→ **Task description**
In the press release below on the American Data Privacy and Protection Act, find every type of sensitive data that the amended bill restricts, and list them.

→ **Reading passage**
————

RELEASE: EPIC Urges Support for Updated American Data Privacy and Protection Act

July 19, 2022

WASHINGTON, DC – Leaders on the House Energy & Commerce Committee today released an amended version of the American Data Privacy and Protection Act (ADPPA). EPIC commends the Committee for its work and has sent a letter to Committee members urging support of the amended bill. 

The ADPPA sets clear limits on how companies can collect and use data by setting data minimization rules. “Data minimization is absolutely critical because it makes privacy the default,” said Caitriona Fitzgerald, EPIC Deputy Director. “Data minimization takes the onus off users and requires that companies limit data collection to better align with what consumers expect.”

The American Data Privacy and Protection Act also recognizes that some sensitive categories and uses of data deserve stricter controls. The Amended Bill sets strong restrictions on the collection and use of sensitive data, including precise geolocation, biometric, and health information, as well as data identifying an individual’s online activities over time and across third party websites and online services. Companies may only collect and use these types of data if doing so is strictly necessary and may not transfer such data to third parties without the individual’s affirmative express consent. The ADPPA prohibits the use of sensitive data for targeted advertising purposes. EPIC believes that these protections directly limit the most harmful business practices that this law is intended to address.

————

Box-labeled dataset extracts
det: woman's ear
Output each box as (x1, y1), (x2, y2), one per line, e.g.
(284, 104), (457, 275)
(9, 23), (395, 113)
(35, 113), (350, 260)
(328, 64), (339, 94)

————

→ **Solved exercise**
- Precise geolocation
- Biometric information
- Health information
- Data identifying an individual's online activities over time and across third party websites and online services